[Rows drawn from a box labeling dataset]
/---

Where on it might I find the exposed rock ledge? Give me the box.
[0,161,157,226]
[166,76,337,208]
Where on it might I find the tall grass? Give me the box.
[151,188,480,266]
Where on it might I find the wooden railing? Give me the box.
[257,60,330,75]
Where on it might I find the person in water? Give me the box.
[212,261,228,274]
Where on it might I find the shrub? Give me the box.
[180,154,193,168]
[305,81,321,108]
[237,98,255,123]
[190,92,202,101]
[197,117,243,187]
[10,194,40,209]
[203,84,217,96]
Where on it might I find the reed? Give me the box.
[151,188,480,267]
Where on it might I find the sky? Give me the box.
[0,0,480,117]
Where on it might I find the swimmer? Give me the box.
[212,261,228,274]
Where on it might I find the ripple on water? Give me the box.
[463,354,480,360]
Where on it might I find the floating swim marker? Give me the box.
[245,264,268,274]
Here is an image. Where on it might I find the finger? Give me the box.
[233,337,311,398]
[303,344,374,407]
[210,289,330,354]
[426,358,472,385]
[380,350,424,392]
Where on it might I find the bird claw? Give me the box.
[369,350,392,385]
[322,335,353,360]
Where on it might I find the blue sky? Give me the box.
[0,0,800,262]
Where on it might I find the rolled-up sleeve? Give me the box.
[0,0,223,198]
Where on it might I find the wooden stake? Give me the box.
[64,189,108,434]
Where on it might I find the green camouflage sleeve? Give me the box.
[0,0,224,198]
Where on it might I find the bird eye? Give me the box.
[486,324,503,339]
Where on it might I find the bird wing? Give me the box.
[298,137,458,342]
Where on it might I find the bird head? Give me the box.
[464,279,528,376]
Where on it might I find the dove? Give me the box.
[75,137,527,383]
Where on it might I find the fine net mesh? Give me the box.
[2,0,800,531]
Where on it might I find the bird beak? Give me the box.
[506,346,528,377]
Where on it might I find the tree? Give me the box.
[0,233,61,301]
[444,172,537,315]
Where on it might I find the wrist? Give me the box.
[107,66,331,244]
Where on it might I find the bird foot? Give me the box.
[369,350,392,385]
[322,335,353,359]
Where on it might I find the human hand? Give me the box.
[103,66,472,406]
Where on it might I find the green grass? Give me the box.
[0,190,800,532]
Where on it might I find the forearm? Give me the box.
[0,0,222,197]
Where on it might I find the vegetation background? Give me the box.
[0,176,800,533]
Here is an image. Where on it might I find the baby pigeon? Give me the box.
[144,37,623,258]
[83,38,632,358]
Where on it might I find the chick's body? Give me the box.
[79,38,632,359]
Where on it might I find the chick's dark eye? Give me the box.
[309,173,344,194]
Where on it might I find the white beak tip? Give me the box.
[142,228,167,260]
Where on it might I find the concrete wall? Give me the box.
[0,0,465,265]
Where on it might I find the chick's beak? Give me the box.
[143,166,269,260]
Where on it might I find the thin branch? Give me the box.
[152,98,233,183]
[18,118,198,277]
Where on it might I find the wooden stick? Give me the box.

\---

● **Objective**: Output each line of the listing above as a numbered list, omitting any blank lines.

● **Problem solution**:
1. Where on it might I find the exposed rock ledge? Give me the box.
2. [0,161,157,226]
3. [166,76,337,208]
4. Where on it might I find the tall grass? Give me the box.
5. [151,188,480,266]
6. Where on it might I find the wooden railing? Give me the box.
7. [257,60,330,75]
8. Where on it might I find the person in water? Give me the box.
9. [212,261,228,274]
10. Where on it might I find the shrub? Give me the box.
11. [180,154,193,168]
12. [305,81,321,108]
13. [237,98,255,123]
14. [190,92,202,101]
15. [197,117,243,187]
16. [10,194,40,209]
17. [203,84,217,96]
18. Where on it might I find the reed? Give me the box.
19. [151,188,480,267]
20. Where on it might I find the sky? Give me the box.
21. [0,0,480,117]
22. Where on it might I find the swimmer? Give me the box.
23. [212,261,228,274]
24. Where on it might I find the ripple on water? Give me the box.
25. [463,354,480,360]
26. Where on it might I find the floating swim marker? Give me the box.
27. [245,264,268,274]
28. Here is an image. Where on it might I find the finger? Give me the box.
29. [233,337,311,398]
30. [303,344,374,407]
31. [210,289,330,354]
32. [426,358,472,385]
33. [380,350,424,392]
34. Where on it might I find the bird claw? Give me the box.
35. [369,350,392,385]
36. [322,335,353,360]
37. Where on it might I find the blue sky? Give me the box.
38. [0,0,800,262]
39. Where on it might I find the rolled-up sleeve? Give me the box.
40. [0,0,223,198]
41. Where on it might I find the wooden stake? Give me the box.
42. [64,189,108,434]
43. Where on it might I find the green camouflage sleeve? Give me the box.
44. [0,0,224,198]
45. Where on it might I find the bird eye? Give me the box.
46. [486,324,503,339]
47. Where on it might I find the bird wing? Give me the box.
48. [298,137,458,342]
49. Where on it might I find the bird head? Give me the box.
50. [464,279,528,376]
51. Where on it might I find the dove? Give me the box.
52. [75,137,527,383]
53. Where on it might I find the fine net mesh? Give me the box.
54. [2,0,800,531]
55. Where on it might I find the bird beak? Give me the box.
56. [506,346,528,377]
57. Where on it might I find the tree? Give me the box.
58. [0,233,61,301]
59. [444,172,537,315]
60. Where on it might I find the wrist? Give me the box.
61. [107,66,331,244]
62. Where on it might I find the bird foot? Give me the box.
63. [369,350,392,385]
64. [322,335,353,359]
65. Where on it might I find the human hand? Give me the box.
66. [103,66,472,406]
67. Where on it might I find the green grass? Give me the box.
68. [0,190,800,532]
69. Where on it might I find the forearm? Give me the box.
70. [0,0,222,197]
71. Where on it might I find the vegetation background? Give me the box.
72. [0,176,800,533]
73. Here is an image. Where on it might I find the baby pigeon? Give me the box.
74. [144,37,623,258]
75. [83,38,632,358]
76. Where on it might I find the chick's body? Give me the box.
77. [79,38,632,359]
78. Where on it might I find the chick's dark eye? Give me the box.
79. [309,173,344,194]
80. Where on it might I find the white beak tip? Give me the box.
81. [142,228,167,260]
82. Where on it might I find the concrete wall? Give me the box.
83. [0,0,465,265]
84. Where on it might I find the chick's beak? Give me the box.
85. [143,166,269,260]
86. Where on it might I find the thin branch? Give me the box.
87. [152,98,233,183]
88. [18,118,198,277]
89. Where on it might I find the wooden stick? Give me the box.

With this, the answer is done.